▶ **PASSAGE SOURCE**
+++
Signification de l’ordonnance
(4) Sauf ordonnance contraire de la Cour, l’ordonnance visée
au paragraphe (1) et les documents à l’appui sont signifiés à personne.
[…]
Fardeau de preuve
469. La déclaration de culpabilité dans le cas d’outrage au
tribunal est fondée sur une preuve hors de tout doute raisonnable.
Témoignages oraux
470. (1) Sauf directives contraires de
la Cour, les témoignages dans le cadre d’une requête pour une ordonnance
d’outrage au tribunal, sauf celle visée au paragraphe 467(1), sont donnés
oralement.
Témoignage facultatif
(2) La personne à qui l’outrage au tribunal est reproché ne
peut être contrainte à témoigner.
+++
▶ **TÂCHES ET EXERCICES**
a. Indiquez si chaque affirmation concorde avec l'extrait sur l'outrage au tribunal, en répondant par oui ou par non et en citant les mots décisifs de l'extrait.
(i) La déclaration de culpabilité pour outrage au tribunal repose sur une preuve hors de tout doute raisonnable.
(ii) La personne à qui l'outrage au tribunal est reproché peut être contrainte à témoigner.
(iii) Dans une requête pour une ordonnance d'outrage au tribunal, les témoignages sont en principe donnés par écrit.
b. Répondez brièvement à ces questions à l'aide de l'extrait sur l'outrage au tribunal.
(i) Comment l'ordonnance visée au paragraphe (1) et les documents à l'appui sont-ils signifiés ?
(ii) Sur quelle preuve la déclaration de culpabilité pour outrage au tribunal est-elle fondée ?
(iii) Quelle requête échappe à la règle des témoignages oraux ?
c. Poursuivez l'extrait sur l'outrage au tribunal à partir de son dernier paragraphe.
Les lignes fournies ne sont pas nécessaires ici.

▶ **DONNÉES FOURNIES**
+++
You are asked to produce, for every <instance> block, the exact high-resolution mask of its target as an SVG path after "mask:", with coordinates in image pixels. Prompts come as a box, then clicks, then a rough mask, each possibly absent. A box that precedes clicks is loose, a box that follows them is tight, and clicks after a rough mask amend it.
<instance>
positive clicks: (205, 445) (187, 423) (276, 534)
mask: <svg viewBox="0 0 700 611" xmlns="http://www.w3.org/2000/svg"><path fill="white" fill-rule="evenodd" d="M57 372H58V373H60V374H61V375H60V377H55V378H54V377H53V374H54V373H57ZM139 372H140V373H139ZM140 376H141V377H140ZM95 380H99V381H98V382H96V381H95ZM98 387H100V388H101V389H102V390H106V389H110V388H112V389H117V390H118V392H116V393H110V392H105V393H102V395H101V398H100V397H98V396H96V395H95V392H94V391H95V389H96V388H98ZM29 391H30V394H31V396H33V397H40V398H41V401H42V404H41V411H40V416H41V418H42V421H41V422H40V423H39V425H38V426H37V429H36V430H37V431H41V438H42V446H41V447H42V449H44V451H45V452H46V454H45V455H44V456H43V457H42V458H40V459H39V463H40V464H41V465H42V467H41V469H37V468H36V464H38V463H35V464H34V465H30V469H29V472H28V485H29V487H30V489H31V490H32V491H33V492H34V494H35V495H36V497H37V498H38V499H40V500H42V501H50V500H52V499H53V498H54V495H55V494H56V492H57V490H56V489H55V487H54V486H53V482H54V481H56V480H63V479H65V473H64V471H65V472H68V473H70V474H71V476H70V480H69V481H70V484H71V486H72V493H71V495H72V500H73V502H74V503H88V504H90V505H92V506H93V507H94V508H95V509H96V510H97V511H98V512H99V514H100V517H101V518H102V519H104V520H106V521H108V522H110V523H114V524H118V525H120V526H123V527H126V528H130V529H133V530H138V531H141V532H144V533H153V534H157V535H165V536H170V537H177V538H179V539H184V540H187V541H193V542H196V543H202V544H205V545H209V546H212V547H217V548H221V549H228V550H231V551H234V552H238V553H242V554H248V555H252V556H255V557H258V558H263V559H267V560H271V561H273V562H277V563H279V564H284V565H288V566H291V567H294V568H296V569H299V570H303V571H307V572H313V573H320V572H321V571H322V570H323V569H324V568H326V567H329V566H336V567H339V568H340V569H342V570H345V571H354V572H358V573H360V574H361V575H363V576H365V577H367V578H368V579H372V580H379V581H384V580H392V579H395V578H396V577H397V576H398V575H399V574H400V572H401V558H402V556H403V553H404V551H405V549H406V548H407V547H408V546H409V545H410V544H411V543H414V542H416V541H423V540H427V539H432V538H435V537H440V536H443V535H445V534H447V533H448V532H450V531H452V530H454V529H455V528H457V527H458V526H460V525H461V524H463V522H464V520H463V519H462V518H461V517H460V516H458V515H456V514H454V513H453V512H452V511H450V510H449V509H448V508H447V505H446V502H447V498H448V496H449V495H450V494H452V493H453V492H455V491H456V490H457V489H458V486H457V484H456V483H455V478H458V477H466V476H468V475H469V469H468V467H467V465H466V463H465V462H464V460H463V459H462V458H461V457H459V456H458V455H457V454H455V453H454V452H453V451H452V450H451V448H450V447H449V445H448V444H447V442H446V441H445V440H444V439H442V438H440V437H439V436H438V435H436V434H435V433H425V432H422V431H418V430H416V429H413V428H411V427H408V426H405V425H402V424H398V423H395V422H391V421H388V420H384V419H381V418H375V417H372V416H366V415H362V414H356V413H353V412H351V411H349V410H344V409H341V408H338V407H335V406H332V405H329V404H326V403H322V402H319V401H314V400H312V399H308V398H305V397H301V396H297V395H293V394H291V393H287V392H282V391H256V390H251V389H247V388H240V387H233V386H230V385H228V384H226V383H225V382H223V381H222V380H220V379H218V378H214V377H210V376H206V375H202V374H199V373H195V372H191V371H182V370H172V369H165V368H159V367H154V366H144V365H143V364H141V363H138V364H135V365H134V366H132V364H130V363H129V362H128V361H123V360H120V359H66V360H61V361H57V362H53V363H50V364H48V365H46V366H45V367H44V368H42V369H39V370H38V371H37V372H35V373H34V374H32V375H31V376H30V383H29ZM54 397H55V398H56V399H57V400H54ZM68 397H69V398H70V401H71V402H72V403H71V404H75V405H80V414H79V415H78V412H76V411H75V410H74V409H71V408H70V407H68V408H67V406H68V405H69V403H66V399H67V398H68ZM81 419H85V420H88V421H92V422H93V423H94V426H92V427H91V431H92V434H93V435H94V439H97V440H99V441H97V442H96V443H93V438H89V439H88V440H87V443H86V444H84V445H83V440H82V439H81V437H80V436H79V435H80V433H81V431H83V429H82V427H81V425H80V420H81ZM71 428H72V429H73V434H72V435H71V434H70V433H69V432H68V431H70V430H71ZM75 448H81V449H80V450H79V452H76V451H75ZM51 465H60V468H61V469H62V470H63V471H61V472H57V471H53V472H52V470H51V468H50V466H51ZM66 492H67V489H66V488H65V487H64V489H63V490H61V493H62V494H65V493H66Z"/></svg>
+++
▶ **RÉPONSES**
a.
(i) Oui : « est fondée sur une preuve hors de tout doute raisonnable ».
(ii) Non : « ne peut être contrainte à témoigner ».
(iii) Non : « sont donnés oralement ».

b.
(i) À personne, sauf ordonnance contraire de la Cour.
(ii) Sur une preuve hors de tout doute raisonnable.
(iii) Celle visée au paragraphe 467(1).

c.
[…]
Peine
472. Lorsqu’une personne est reconnue coupable d’outrage au
tribunal, le juge peut ordonner :
a) qu’elle soit incarcérée pour une période de moins de
cinq ans ou jusqu’à ce qu’elle se conforme à l’ordonnance;
b) qu’elle soit incarcérée pour une période de moins de
cinq ans si elle ne se conforme pas à l’ordonnance;
c) qu’elle paie une amende;
d) qu’elle accomplisse un acte ou s’abstienne de
l’accomplir;
e) que les biens de la personne soient mis sous séquestre,
dans le cas visé à la règle 429;
f) qu’elle soit condamnée aux dépens.